*** Opening Task data ***

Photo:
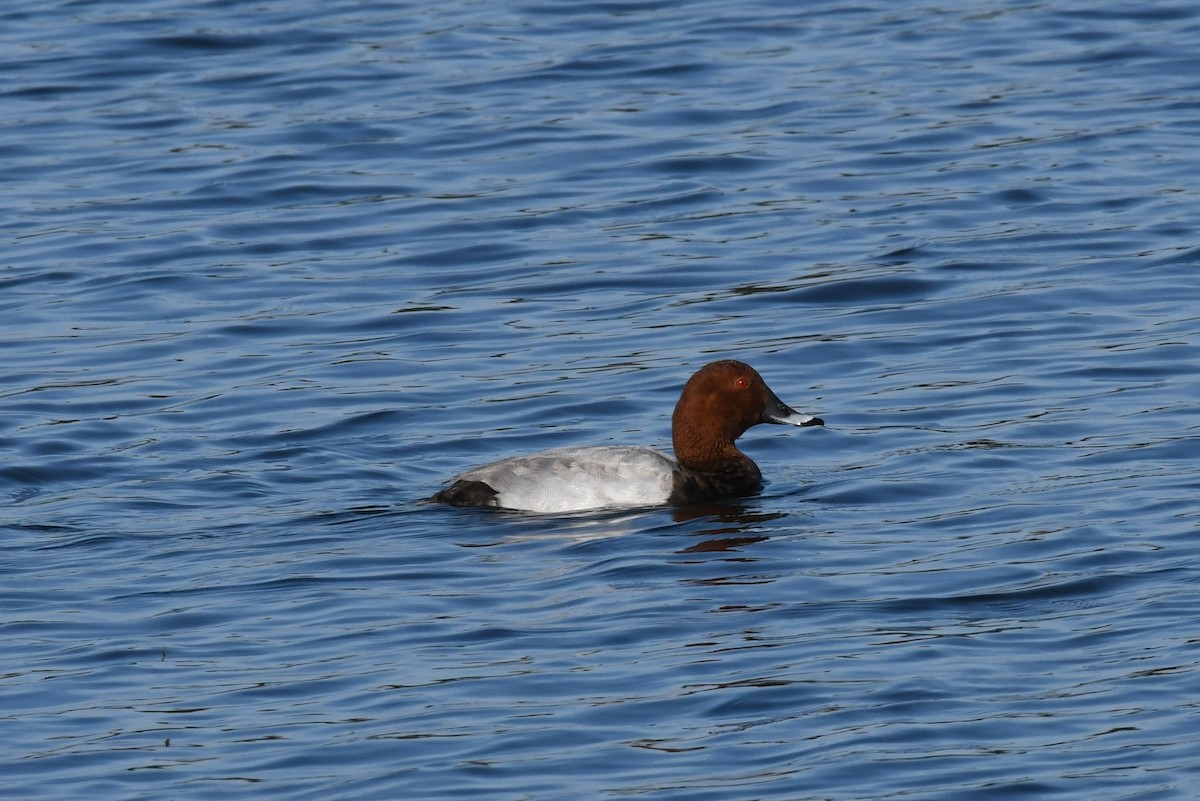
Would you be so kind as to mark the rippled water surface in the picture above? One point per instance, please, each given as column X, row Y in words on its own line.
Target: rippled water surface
column 274, row 271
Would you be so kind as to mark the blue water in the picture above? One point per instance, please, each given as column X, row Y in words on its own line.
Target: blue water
column 273, row 272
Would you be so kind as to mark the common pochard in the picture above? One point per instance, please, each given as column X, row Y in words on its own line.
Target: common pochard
column 717, row 405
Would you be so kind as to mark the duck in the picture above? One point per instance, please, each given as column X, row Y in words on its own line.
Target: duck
column 717, row 405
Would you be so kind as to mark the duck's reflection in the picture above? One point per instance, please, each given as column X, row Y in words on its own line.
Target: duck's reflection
column 731, row 527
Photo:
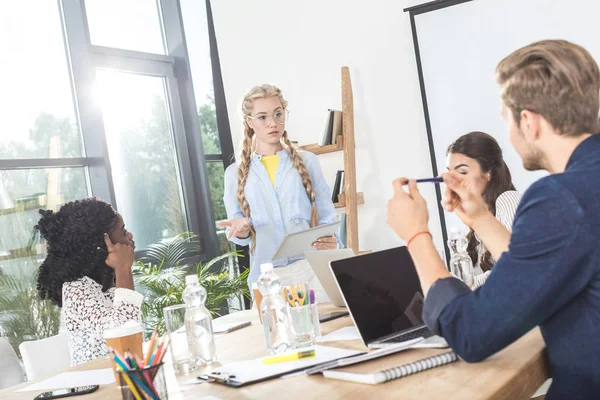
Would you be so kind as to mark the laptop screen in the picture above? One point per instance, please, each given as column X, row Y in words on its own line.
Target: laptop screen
column 382, row 291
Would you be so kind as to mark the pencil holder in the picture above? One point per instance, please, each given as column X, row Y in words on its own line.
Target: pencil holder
column 302, row 322
column 316, row 323
column 146, row 383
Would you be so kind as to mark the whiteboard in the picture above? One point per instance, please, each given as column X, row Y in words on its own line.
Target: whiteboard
column 460, row 47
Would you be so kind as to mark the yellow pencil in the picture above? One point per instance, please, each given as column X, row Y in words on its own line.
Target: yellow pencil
column 288, row 357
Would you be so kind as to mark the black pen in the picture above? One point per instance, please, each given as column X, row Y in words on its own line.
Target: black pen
column 439, row 179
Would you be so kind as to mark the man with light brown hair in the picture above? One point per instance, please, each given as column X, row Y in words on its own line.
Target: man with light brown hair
column 548, row 270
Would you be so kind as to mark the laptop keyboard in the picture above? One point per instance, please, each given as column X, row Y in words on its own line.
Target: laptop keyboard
column 422, row 332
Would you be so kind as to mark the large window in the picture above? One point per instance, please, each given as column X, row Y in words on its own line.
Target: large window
column 216, row 136
column 35, row 96
column 142, row 154
column 99, row 103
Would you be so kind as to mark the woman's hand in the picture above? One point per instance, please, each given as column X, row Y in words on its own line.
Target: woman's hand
column 463, row 200
column 407, row 213
column 120, row 256
column 240, row 227
column 326, row 243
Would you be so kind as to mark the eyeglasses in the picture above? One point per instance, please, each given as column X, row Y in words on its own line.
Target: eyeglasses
column 263, row 120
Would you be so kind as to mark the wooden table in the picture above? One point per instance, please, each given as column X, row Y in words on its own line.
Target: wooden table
column 514, row 373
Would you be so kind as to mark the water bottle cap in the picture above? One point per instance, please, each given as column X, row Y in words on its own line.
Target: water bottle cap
column 191, row 279
column 266, row 267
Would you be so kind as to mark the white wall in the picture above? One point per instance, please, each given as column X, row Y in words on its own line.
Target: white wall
column 300, row 47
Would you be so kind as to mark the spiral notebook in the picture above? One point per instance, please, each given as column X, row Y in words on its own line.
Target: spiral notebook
column 391, row 374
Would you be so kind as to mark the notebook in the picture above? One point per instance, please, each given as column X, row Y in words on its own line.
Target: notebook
column 384, row 298
column 362, row 357
column 297, row 243
column 391, row 374
column 243, row 373
column 319, row 262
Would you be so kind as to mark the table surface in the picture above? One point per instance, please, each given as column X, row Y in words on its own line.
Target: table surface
column 514, row 373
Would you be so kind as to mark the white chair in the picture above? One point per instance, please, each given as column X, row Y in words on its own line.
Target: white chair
column 46, row 356
column 11, row 372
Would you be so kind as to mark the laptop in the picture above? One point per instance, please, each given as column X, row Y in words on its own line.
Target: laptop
column 383, row 295
column 319, row 262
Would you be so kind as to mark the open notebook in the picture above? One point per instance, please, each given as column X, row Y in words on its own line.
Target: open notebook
column 390, row 374
column 243, row 373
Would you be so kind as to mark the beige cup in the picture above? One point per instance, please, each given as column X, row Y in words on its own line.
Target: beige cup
column 127, row 337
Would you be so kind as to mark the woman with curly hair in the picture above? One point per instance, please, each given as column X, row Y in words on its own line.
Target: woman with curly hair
column 87, row 272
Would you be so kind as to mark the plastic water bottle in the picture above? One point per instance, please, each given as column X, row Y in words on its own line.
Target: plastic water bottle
column 461, row 265
column 198, row 322
column 274, row 310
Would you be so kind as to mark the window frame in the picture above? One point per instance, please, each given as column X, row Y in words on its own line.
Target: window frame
column 84, row 59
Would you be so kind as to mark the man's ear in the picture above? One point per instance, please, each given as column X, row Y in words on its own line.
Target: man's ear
column 530, row 125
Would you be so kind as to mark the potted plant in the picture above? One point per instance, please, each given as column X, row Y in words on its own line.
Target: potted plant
column 160, row 270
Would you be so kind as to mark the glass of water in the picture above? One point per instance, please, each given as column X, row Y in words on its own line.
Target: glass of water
column 183, row 361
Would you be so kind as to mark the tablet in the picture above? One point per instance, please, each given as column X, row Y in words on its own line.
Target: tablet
column 298, row 242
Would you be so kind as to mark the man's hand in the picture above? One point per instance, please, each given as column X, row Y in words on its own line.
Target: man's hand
column 407, row 213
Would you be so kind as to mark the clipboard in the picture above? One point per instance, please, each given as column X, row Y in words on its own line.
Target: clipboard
column 244, row 373
column 298, row 242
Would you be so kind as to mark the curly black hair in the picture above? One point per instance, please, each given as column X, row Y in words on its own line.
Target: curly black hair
column 75, row 246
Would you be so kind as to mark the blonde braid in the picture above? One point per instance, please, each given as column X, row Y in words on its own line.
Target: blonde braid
column 243, row 171
column 306, row 181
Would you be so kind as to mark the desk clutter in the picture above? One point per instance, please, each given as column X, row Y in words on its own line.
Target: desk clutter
column 139, row 378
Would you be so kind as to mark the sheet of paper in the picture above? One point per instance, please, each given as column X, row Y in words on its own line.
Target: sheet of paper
column 73, row 379
column 346, row 333
column 223, row 327
column 251, row 370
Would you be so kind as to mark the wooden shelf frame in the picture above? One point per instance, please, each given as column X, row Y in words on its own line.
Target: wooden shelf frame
column 350, row 199
column 341, row 203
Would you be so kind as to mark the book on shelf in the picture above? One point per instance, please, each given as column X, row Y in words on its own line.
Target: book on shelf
column 332, row 128
column 337, row 126
column 337, row 186
column 342, row 230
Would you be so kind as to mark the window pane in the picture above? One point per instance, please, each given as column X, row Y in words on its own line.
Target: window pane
column 216, row 177
column 39, row 116
column 23, row 316
column 131, row 24
column 196, row 35
column 142, row 155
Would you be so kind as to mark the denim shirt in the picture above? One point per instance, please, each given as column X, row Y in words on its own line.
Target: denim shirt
column 280, row 209
column 550, row 277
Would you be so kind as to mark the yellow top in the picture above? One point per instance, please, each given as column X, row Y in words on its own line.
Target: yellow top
column 271, row 163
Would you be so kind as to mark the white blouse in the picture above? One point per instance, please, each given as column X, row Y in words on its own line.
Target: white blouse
column 88, row 312
column 506, row 208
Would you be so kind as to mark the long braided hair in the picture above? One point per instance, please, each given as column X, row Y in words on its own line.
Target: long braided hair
column 260, row 92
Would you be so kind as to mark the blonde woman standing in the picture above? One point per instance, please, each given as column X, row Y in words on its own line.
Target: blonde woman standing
column 274, row 190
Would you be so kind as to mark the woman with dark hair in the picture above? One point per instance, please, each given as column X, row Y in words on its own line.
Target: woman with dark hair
column 87, row 272
column 478, row 157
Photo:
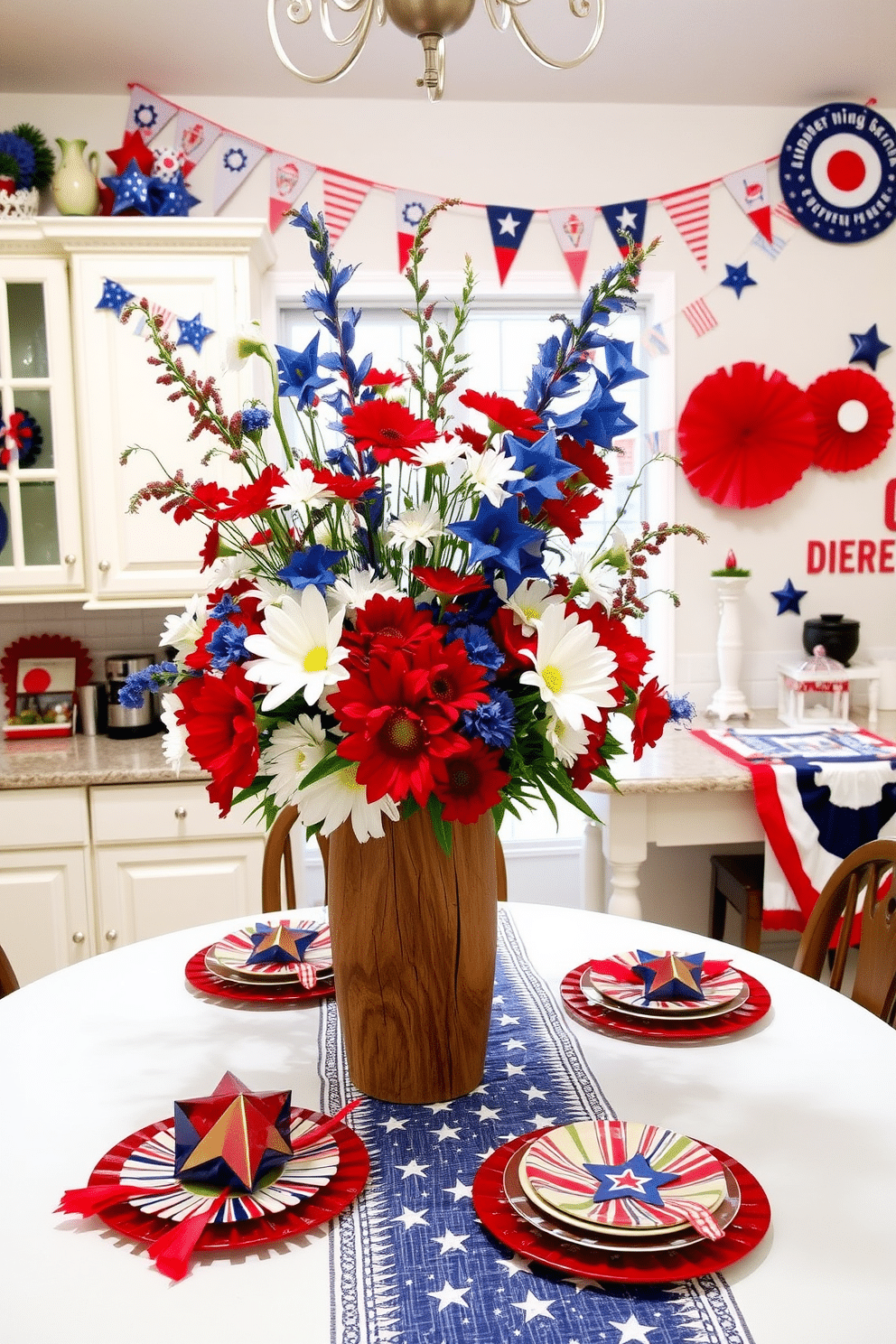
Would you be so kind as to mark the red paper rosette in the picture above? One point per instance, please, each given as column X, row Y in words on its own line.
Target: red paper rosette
column 746, row 438
column 841, row 449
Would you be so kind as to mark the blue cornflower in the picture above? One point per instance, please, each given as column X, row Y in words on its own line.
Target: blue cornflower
column 133, row 693
column 228, row 645
column 254, row 420
column 312, row 567
column 493, row 721
column 479, row 644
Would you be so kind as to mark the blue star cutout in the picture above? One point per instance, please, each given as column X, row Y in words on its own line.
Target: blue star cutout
column 131, row 190
column 736, row 278
column 867, row 347
column 789, row 598
column 633, row 1179
column 192, row 332
column 115, row 296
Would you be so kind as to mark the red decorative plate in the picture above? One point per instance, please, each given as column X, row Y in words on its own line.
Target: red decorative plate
column 345, row 1186
column 499, row 1217
column 667, row 1032
column 290, row 996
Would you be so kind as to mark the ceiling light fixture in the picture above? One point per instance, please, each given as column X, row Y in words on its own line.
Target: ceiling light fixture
column 432, row 22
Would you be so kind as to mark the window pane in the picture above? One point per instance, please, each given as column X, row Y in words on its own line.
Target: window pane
column 27, row 331
column 39, row 528
column 38, row 451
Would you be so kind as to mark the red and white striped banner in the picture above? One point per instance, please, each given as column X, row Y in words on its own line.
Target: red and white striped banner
column 689, row 212
column 342, row 195
column 700, row 316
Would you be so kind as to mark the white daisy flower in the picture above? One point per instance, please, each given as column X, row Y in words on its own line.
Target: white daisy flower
column 175, row 740
column 573, row 671
column 339, row 798
column 488, row 472
column 415, row 525
column 356, row 588
column 183, row 632
column 298, row 650
column 294, row 749
column 300, row 488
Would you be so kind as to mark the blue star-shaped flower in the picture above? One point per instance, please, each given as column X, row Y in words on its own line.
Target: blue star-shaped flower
column 298, row 372
column 867, row 347
column 498, row 535
column 543, row 468
column 131, row 190
column 171, row 198
column 192, row 332
column 789, row 598
column 115, row 296
column 311, row 567
column 736, row 278
column 633, row 1179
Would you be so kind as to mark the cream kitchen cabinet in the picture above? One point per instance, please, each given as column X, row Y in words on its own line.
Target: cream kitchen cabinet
column 207, row 269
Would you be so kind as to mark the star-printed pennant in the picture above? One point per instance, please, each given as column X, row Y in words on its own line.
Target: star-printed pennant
column 289, row 176
column 236, row 159
column 750, row 189
column 689, row 212
column 626, row 217
column 148, row 113
column 508, row 228
column 574, row 230
column 342, row 196
column 410, row 207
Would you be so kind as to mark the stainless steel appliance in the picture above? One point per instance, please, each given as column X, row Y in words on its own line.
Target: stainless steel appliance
column 124, row 722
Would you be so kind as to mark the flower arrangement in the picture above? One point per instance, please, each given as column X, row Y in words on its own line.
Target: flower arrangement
column 400, row 620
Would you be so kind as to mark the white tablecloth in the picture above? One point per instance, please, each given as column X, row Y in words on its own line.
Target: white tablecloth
column 807, row 1101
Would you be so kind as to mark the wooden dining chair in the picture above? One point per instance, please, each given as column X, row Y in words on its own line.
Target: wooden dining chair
column 864, row 881
column 278, row 879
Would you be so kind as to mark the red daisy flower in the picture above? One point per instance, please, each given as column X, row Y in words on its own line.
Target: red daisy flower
column 505, row 413
column 469, row 782
column 650, row 716
column 448, row 583
column 394, row 729
column 222, row 737
column 387, row 429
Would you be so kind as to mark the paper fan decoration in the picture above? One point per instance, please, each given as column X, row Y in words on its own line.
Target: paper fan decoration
column 854, row 418
column 746, row 438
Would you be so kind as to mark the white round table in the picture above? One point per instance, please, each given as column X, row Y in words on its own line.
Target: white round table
column 807, row 1099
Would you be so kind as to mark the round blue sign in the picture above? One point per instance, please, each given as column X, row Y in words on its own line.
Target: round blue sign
column 838, row 173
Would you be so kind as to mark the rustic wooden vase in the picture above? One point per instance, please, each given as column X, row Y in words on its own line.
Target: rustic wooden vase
column 414, row 939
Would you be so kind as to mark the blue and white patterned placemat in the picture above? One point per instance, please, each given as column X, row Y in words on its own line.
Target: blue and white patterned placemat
column 410, row 1262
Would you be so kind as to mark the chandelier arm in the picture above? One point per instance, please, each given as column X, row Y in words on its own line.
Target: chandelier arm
column 502, row 14
column 360, row 30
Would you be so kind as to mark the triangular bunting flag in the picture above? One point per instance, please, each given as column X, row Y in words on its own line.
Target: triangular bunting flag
column 193, row 136
column 574, row 230
column 148, row 113
column 410, row 207
column 342, row 195
column 626, row 217
column 689, row 212
column 288, row 178
column 750, row 189
column 237, row 157
column 508, row 228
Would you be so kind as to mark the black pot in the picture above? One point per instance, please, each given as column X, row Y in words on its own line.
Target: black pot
column 838, row 636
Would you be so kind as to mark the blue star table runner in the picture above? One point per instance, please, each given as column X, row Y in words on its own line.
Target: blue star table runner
column 410, row 1264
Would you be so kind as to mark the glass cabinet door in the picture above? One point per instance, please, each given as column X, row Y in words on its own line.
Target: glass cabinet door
column 39, row 511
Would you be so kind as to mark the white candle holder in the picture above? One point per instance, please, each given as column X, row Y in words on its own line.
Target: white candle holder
column 728, row 700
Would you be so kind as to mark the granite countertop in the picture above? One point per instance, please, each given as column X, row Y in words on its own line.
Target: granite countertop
column 79, row 761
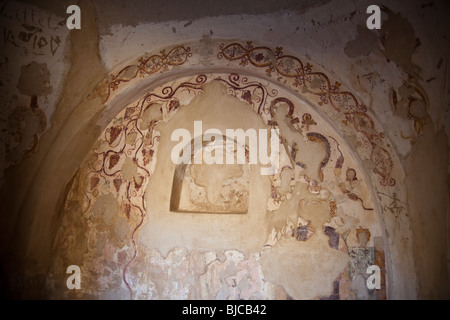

*** Closing Task data ***

_What is needed_: All that is needed is an exact copy of the lines from the top of the entries through the line containing "Would you be so kind as to mark the blue water", pictures left out.

_Exercise solution_:
Photo:
Would you be so kind as to mark the rippled water surface in the picture above? One point per instance, please, each given as column X, row Y in words on its own line.
Target: rippled water surface
column 274, row 271
Would you be so kind as to mark the blue water in the picture above? One point per instance, please, each given as column X, row Y in words on its own line.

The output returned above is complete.